* _Work task_
Return all the entries word for word, minus the pictures.

Supplied entries START

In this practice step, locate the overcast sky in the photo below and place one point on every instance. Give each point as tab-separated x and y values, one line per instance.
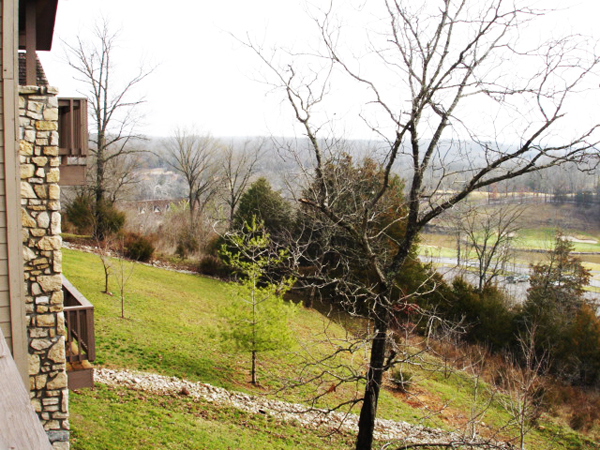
203	76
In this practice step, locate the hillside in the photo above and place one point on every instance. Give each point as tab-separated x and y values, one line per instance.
171	328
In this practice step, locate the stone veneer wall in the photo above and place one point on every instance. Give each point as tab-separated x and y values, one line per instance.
40	205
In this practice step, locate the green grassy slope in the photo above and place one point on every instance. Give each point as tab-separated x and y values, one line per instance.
171	328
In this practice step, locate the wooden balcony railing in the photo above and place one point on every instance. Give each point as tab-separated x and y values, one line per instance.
79	319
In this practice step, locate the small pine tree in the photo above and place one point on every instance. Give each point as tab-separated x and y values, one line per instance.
257	316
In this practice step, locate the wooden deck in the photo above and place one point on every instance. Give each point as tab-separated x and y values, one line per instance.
80	342
20	427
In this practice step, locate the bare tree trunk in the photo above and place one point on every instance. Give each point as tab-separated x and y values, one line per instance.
368	411
253	369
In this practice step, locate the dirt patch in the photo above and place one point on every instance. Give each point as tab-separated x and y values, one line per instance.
580	241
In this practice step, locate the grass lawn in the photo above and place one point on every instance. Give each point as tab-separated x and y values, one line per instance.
171	327
136	420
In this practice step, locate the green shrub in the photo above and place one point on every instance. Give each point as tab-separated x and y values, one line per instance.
213	266
402	379
138	247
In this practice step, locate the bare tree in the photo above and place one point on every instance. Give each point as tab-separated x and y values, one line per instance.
442	83
238	167
195	157
489	233
524	384
112	104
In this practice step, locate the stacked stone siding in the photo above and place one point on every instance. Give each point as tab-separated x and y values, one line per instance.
40	194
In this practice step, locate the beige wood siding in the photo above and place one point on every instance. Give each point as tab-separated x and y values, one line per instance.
12	301
5	322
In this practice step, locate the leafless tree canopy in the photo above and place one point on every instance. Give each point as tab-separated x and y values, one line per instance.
238	165
112	108
457	97
195	157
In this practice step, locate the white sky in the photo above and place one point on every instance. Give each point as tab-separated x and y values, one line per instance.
206	79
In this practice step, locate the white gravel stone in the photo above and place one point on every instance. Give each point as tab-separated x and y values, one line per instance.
289	412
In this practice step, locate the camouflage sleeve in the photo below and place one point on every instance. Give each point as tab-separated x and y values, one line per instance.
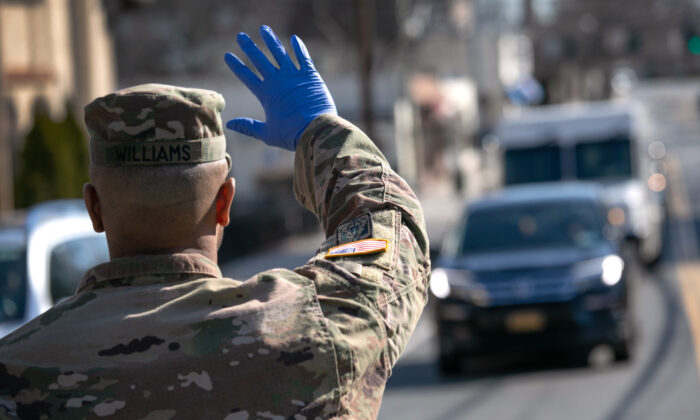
372	302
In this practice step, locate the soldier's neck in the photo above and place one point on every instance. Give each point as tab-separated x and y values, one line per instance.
206	247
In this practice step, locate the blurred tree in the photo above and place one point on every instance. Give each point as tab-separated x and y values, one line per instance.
54	162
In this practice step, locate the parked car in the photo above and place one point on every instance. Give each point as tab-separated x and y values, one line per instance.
531	267
43	259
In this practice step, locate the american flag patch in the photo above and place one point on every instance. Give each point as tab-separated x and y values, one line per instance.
367	246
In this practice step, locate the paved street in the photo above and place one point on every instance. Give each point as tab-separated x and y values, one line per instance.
660	382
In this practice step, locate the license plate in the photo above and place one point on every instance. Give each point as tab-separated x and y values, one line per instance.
525	322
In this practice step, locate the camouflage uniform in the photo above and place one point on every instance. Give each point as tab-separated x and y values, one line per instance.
160	337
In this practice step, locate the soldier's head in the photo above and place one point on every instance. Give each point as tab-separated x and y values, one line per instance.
159	169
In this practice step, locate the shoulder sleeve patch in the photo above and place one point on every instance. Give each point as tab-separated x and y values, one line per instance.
356	229
367	246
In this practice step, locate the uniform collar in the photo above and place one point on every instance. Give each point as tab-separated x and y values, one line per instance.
148	269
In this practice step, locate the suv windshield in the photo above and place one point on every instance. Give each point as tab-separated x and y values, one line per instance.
13	282
552	224
604	159
536	164
70	260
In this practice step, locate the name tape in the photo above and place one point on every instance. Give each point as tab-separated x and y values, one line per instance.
366	246
158	152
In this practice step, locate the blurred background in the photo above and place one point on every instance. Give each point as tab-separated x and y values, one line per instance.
553	144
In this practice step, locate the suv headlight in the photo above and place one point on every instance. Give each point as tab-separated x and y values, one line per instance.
444	280
608	269
612	269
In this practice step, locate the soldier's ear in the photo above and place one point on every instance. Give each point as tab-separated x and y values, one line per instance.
224	198
92	204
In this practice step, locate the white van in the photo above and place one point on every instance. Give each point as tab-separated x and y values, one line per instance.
43	259
595	141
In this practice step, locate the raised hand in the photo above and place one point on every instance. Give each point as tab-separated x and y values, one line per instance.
290	97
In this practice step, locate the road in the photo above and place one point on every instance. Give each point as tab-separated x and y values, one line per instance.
661	381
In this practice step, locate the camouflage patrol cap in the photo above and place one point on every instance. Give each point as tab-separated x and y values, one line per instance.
156	124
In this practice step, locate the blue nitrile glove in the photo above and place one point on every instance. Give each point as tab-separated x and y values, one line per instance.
291	97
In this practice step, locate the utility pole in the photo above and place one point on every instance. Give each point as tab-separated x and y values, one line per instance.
7	203
365	34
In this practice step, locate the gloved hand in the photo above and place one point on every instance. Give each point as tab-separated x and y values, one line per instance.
291	97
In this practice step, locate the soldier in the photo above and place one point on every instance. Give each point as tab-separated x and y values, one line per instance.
157	333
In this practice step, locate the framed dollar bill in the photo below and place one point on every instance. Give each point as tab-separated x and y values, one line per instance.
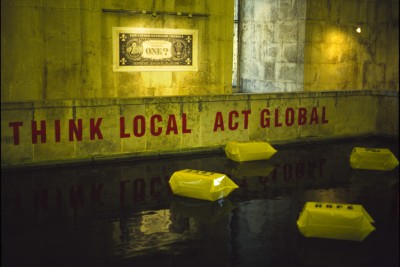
149	49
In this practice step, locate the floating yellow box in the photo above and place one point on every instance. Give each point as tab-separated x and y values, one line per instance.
201	184
248	151
373	159
335	221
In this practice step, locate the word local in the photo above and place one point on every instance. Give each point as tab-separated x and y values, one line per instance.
75	128
157	125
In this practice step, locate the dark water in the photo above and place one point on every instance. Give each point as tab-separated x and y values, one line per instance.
125	214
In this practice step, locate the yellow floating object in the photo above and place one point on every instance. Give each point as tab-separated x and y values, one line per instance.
335	221
201	184
373	159
248	151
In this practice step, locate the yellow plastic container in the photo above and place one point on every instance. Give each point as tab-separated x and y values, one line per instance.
335	221
201	184
373	159
248	151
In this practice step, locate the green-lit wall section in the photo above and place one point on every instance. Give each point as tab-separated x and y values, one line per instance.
304	74
87	130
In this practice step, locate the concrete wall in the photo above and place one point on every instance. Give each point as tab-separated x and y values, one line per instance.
271	45
339	58
312	45
84	130
63	49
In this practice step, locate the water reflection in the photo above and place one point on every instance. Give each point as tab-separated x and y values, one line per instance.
126	214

Supplied entries END

* _Your response_
In this practice step, locate the overcast sky in the photo below and place one point on every instance. Give each point as tab-separated x and y values, one line per instance.
203	76
In this practice step, locate the hillside in the photo above and place one point on every instance. Give each point as tab-separated x and y values, one line per instance.
171	328
In this practice step, locate the stone veneer wall in the photo above and place one point on every instance. Give each point as tab-separated x and y values, one line per instance.
40	205
In this practice step, locate the green grassy slope in the photo above and place one point on every instance. Give each point as tab-separated x and y values, one line per instance.
171	328
In this practice step, locate the wooden balcony railing in the photo above and place one point on every instance. Give each point as tab-separated x and y values, one line per instance.
79	319
In this practice step, locate the small pine tree in the photo above and place one point on every instance. Give each point as tab-separated x and y values, one line per instance.
257	316
In this practice step, locate the wooden deck in the photo above and place one point on every instance. Give each point as tab-separated x and y values, one line per instance.
80	342
20	427
In this practice step, locate the bare tree trunk in the photo above and place one point on every instance. Give each point as tab-separated x and y values, one line per instance.
368	411
253	369
In this practice step, locate the dirt patch in the photo above and place one point on every instance. Give each point as tab-separated x and y values, one line per instance.
580	241
In this practice step, locate the grass lawn in the photo above and place one point on every instance. Give each point as tab-separated x and y values, one line per instance.
171	327
136	420
In this practice step, locate the green shrub in the photo above and place one point on every instance. Give each point as tab-separated x and y values, one line per instance.
213	266
402	379
138	247
In this practice step, locate the bare tree in the photo above and place one point on every instance. Give each point as tab-separated x and y values, one line per instance.
442	83
238	167
195	157
489	233
524	384
112	104
In this practice step, locate the stacked stone siding in the photo above and place one point on every instance. Give each point as tab-separated x and y values, one line per instance.
40	194
In this practice step, locate the beige wood siding in the photo above and place one point on every instance. Give each point as tab-separated x and y values, one line per instance.
12	301
5	322
In this practice step, locate the leafless tree canopy in the photo above and place one point on every instance. Give each point as tab-separated x and y values, one line per instance.
238	165
112	108
457	97
195	157
In this practice step, locate the white sky in the photo above and place one point on every instance. Give each point as tab-separated x and y values, one line per instance.
206	79
In this practice step, locate the white gravel stone in the photo above and place one point on every instance. Give each point as tab-separated x and y values, one line per instance.
289	412
In this practice step, locate the camouflage sleeve in the photo below and place one point on every instance. Give each point as tab-separated x and y values, one line per instance.
372	302
In this practice step, locate the soldier's neck in the photo above and place one point on every instance. Give each point as tab-separated x and y values, one line per instance.
206	247
In this practice step, locate the blurred tree in the photo above and place one point on every instance. Give each point as tab-separated x and y values, one line per instance.
54	162
In this practice step, locate the parked car in the photo above and place one point on every instance. Give each point as tab-separated x and y values, one line per instance.
531	267
43	259
In this practice step, locate the american flag patch in the photo above and place one point on every instance. Give each point as tab-separated x and y values, one line per instance.
367	246
In this practice step, locate the paved street in the photo above and place one point on every instance. Give each point as tab-separated x and y values, one line per instance.
660	382
In this practice step, locate the license plate in the photo above and place one point on every instance. Give each point as tab-separated x and y values, one line per instance.
525	322
In this practice step, locate the camouflage uniform in the photo above and place one point on every instance. Give each point as tab-separated x and y values, one line per instance.
160	337
In this practice step, locate the soldier's head in the photo above and place one point on every instance. Give each point as tab-separated x and y values, one line per instance.
159	169
In this practice step, locate the shoulder sleeve patch in the photo above and place one point on every instance. Give each point as tab-separated x and y values, one line per instance.
356	229
367	246
In this practice step, locate the uniform collar in the photo above and place one point on every instance. Give each point as tab-separated x and y values, one line per instance.
148	269
In this practice step, locate the suv windshield in the photo above and place one point on every instance. Give each point as tab-separated x and y values, one line per instance.
13	282
552	224
604	159
536	164
70	260
In this practice step, locate the name tape in the photo above and place one point on every instance. Give each point as tab-separated x and y values, one line per instance.
366	246
158	152
In this practice step, locate the blurred background in the photo above and place one point on every instance. Give each point as tab-separated x and y values, one line per instance.
553	144
In this practice step, locate the suv headlight in the photo above and place one point on every instance. Give each point as tab-separated x and y values, one line per instance.
444	280
608	269
612	269
In this practice step, locate the soldier's ear in the photo above and place one point on every instance. Give each point as tab-separated x and y values, one line per instance.
224	198
92	204
In this practice step, locate the white van in the photo above and place one point on every instance. Give each point as tab-separated x and y values, one line per instance.
43	259
595	141
In this practice step, locate the raised hand in the photo above and place one point on every instance. Give each point as tab-separated x and y values, one line per instance.
290	97
In this practice step, locate the road in the photo above and place one point on every instance. Give each point as tab-separated x and y values, one line per instance.
661	381
In this practice step, locate the camouflage patrol cap in the photo above and place one point on every instance. Give each point as tab-separated x and y values, one line per instance.
156	124
In this practice step, locate the blue nitrile glove in the photo above and place one point on every instance. Give each point as tab-separated x and y values, one line per instance.
291	97
In this practice step, locate the utility pole in the photo above and place one point on every instance. Give each point as tab-separated x and y values, one line per instance.
7	203
365	34
In this practice step, locate the gloved hand in the photo above and place one point on every instance. Give each point as tab-separated x and y values, one line per instance.
291	97
In this practice step, locate the soldier in the photo above and place one point on every instance. Give each point as tab-separated x and y values, one line per instance.
157	333
In this practice step, locate the framed dollar bill in the photo below and place one point on every instance. Give each point as tab-separated x and y values, one line per instance.
149	49
In this practice step, locate the floating yellow box in the photo above and place one point on every instance. Give each point as tab-separated x and y values, one line per instance.
201	184
248	151
373	159
335	221
In this practice step, locate the word local in the photo above and place one point on every instance. Give each point as tab-separated x and y values, one line per instance.
75	128
157	125
In this practice step, locate the dark water in the photo above and place one point on every instance. Give each point as tab-separated x and y values, one line per instance.
125	214
In this practice step, locate the yellow floating object in the photo above and place one point on every instance. Give each point as tab-separated x and y values, one line per instance.
335	221
201	184
373	159
248	151
In this practice step, locate the yellow plastic container in the photo above and place one point on every instance. Give each point as tab-separated x and y values, one line per instance.
335	221
201	184
373	159
248	151
In this practice step, locate the green-lit wall section in the photo above and place one point on every instance. Give each point as tab-separated x and y values, one line per instance.
304	74
87	130
In this practice step, locate the concrete wall in the photo above and place one point on every instance. Give each point as tab-separated x and y values, one line per instance.
271	45
339	58
312	45
84	130
63	49
In this practice step, locate the water reflection in the photo above and place one point on every instance. Give each point as tab-separated x and y values, one line per instance.
126	214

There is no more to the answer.